Source passage

----

Our friendship continued and we saw each other dating others and traded stories with each other over 5 years. Quite unexpectedly, at least for me, there was suddenly a new spark between us. I wasn’t even sure at first if he was trying to date me. He claims I friend-zoned him and it just took time to work his way out of that zone. As we started dating, I quickly realized he was even more wonderful than I thought and we were likely very compatible. I saw very soon he was someone I could fall in love with and perhaps marry.


My insecurities became very loud. How could I compete with the mother of his children? How could I compare to someone who was dead and who was so deeply mourned and missed? How much could I be truly loved if that love only grew because of tragedy? I’m also extremely competitive and want to be the best, be number one, be best loved. Could I be happy knowing I wasn’t his one and only?

As I wrestled with these questions and doubts, wanting to make a decision before I was in too deep, I received a gentle hope-filled impression. The words whispered into my heart were, “If you want to love them (Rich and his two sons), you have to love her (his first wife, Jill).”

----

Records from a dataset:
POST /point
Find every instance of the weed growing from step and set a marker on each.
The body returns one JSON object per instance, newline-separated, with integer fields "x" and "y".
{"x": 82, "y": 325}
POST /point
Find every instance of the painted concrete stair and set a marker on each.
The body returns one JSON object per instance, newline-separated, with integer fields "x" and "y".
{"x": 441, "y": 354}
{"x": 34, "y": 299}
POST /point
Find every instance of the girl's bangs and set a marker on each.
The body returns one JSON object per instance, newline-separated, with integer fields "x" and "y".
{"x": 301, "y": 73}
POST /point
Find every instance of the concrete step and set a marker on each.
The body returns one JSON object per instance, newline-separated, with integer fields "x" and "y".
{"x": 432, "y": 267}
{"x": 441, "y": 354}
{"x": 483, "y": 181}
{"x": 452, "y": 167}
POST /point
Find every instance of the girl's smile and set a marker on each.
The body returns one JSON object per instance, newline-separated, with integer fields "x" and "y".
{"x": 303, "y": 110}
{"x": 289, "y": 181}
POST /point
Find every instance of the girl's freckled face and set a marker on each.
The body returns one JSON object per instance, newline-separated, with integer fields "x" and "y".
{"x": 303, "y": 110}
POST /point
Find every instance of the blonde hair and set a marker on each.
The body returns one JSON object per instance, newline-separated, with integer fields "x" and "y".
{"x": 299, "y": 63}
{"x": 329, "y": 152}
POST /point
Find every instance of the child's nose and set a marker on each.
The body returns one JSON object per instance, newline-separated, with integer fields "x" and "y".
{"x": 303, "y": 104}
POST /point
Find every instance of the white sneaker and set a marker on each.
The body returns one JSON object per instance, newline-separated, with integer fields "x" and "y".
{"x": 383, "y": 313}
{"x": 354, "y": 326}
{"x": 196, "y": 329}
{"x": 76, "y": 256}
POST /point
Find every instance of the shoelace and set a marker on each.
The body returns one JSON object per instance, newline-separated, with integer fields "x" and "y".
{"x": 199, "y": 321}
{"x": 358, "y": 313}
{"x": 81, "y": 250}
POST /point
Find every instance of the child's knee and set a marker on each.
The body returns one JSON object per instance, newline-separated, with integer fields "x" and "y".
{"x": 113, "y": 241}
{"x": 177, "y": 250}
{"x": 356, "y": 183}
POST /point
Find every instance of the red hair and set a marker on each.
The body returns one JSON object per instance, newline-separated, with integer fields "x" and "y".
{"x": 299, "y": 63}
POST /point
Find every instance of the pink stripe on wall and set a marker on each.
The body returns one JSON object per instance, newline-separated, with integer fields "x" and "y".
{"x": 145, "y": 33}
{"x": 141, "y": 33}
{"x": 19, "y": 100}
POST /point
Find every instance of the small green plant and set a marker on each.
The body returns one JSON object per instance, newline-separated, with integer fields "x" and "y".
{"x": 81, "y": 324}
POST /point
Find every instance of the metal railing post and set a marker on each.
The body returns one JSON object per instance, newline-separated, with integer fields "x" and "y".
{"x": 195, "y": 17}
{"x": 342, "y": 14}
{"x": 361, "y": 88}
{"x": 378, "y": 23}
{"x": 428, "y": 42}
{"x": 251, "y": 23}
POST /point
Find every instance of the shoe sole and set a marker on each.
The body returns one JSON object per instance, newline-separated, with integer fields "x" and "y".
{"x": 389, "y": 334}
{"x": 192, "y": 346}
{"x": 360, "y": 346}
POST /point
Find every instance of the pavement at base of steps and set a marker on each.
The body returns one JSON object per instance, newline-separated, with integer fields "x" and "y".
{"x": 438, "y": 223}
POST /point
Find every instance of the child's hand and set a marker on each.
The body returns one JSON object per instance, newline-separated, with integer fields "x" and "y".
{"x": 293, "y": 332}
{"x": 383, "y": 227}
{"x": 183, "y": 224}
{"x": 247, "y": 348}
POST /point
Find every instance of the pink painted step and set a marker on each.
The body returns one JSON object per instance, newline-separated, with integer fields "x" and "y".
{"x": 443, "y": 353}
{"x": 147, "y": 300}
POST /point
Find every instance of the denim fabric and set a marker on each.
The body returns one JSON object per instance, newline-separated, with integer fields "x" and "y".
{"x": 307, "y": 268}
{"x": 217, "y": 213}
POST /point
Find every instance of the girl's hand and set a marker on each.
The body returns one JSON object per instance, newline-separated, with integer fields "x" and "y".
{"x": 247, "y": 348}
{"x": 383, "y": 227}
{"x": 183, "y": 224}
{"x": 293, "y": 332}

----

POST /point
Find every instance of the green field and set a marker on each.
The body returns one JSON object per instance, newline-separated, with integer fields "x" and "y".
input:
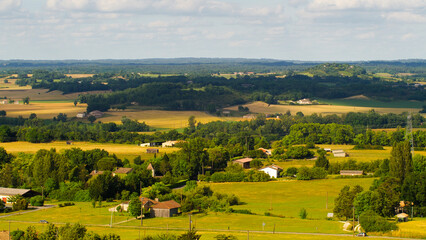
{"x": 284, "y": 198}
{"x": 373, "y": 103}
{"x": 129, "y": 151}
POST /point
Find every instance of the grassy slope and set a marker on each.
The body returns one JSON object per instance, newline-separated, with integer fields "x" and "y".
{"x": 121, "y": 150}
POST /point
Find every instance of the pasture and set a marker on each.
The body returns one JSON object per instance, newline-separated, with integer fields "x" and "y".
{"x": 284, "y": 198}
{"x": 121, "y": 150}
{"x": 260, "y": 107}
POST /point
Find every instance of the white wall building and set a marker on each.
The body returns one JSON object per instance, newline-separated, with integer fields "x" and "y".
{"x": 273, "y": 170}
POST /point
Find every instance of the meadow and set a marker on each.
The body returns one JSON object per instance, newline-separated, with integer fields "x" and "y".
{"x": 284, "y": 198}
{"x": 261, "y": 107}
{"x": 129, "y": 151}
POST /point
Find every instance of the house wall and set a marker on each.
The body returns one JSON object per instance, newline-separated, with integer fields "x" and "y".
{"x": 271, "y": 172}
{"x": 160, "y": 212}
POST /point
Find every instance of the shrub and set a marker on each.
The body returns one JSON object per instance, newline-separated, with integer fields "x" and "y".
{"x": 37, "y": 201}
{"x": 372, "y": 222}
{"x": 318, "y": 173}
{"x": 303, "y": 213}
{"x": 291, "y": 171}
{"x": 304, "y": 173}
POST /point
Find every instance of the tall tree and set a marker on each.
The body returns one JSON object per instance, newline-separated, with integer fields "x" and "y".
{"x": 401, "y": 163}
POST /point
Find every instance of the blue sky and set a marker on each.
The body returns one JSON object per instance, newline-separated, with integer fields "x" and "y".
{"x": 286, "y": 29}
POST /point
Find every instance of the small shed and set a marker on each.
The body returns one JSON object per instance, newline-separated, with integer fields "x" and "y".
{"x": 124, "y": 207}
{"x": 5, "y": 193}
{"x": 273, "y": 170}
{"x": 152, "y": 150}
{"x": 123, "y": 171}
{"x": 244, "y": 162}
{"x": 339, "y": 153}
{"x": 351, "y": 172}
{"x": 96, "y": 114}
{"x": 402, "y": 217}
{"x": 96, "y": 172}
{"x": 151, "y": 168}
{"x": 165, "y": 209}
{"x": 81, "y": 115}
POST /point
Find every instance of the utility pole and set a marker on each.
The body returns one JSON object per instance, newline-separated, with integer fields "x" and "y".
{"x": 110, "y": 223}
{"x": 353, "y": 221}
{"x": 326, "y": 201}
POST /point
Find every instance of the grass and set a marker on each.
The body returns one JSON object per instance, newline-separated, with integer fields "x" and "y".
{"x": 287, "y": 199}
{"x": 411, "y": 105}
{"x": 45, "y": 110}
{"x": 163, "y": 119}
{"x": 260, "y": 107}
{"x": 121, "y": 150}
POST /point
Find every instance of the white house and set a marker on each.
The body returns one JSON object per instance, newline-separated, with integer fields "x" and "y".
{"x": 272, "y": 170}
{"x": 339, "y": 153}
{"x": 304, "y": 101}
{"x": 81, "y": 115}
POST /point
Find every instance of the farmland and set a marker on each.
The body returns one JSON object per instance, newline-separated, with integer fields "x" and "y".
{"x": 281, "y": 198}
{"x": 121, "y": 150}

----

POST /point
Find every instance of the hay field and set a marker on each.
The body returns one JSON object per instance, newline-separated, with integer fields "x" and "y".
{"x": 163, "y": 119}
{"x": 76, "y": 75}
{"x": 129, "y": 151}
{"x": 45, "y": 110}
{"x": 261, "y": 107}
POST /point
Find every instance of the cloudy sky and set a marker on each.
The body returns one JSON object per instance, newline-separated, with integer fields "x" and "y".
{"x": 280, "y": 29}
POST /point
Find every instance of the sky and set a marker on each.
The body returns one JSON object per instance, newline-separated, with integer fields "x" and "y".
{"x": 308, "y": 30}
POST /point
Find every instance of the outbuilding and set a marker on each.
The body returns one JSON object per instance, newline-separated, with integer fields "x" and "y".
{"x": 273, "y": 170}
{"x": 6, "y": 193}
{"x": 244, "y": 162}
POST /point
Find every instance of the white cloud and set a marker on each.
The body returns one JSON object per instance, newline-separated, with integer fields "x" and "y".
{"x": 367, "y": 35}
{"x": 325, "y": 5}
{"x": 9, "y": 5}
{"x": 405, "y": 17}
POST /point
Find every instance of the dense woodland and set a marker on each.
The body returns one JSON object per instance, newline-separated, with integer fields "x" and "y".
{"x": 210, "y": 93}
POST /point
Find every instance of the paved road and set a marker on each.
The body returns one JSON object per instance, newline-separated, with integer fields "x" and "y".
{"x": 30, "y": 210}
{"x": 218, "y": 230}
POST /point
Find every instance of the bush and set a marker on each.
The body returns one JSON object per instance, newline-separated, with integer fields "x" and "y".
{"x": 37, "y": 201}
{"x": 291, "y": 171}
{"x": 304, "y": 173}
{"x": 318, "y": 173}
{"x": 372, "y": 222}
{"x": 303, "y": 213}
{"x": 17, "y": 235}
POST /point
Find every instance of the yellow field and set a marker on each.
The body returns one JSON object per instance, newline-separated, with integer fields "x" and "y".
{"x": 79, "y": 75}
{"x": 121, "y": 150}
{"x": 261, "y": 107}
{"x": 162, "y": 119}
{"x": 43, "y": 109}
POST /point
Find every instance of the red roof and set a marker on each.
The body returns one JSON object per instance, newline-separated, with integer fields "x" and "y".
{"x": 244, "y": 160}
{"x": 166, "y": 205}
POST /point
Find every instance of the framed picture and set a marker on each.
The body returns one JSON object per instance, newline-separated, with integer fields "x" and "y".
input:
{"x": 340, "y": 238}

----

What is asked
a - Please reproduce the passage about dating Rich between "Our friendship continued" and "and perhaps marry.", inclusive.
b - Summarize the passage about dating Rich in two sentences.

Outputs in order
a -
Our friendship continued and we saw each other dating others and traded stories with each other over 5 years. Quite unexpectedly, at least for me, there was suddenly a new spark between us. I wasn’t even sure at first if he was trying to date me. He claims I friend-zoned him and it just took time to work his way out of that zone. As we started dating, I quickly realized he was even more wonderful than I thought and we were likely very compatible. I saw very soon he was someone I could fall in love with and perhaps marry.

b - After five years of friendship, a spark unexpected to the writer led to dating, and the writer soon saw Rich as someone to fall in love with and perhaps marry. While wrestling with insecurities about competing with the mother of his children, the writer received an impression that loving Rich and his two sons meant loving his first wife, Jill.